● **Task goal**
As you write out the lines from the one containing "Target: neighboring house" through the last line of the records, keep them exact and leave out pictures.

● **Data provided**
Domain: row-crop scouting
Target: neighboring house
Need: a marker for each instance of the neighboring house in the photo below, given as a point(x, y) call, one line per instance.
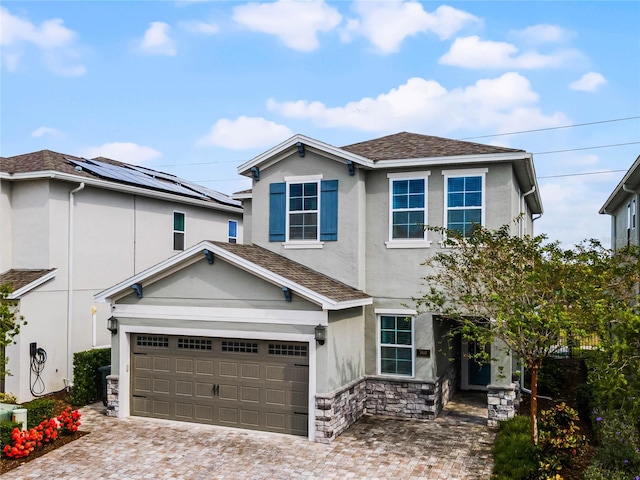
point(622, 205)
point(70, 228)
point(312, 322)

● **Solution for this task**
Target: neighboring house
Need: a marker for each instance of the neighboring house in the photo below, given as a point(x, y) call, one line per instance.
point(622, 205)
point(70, 228)
point(312, 322)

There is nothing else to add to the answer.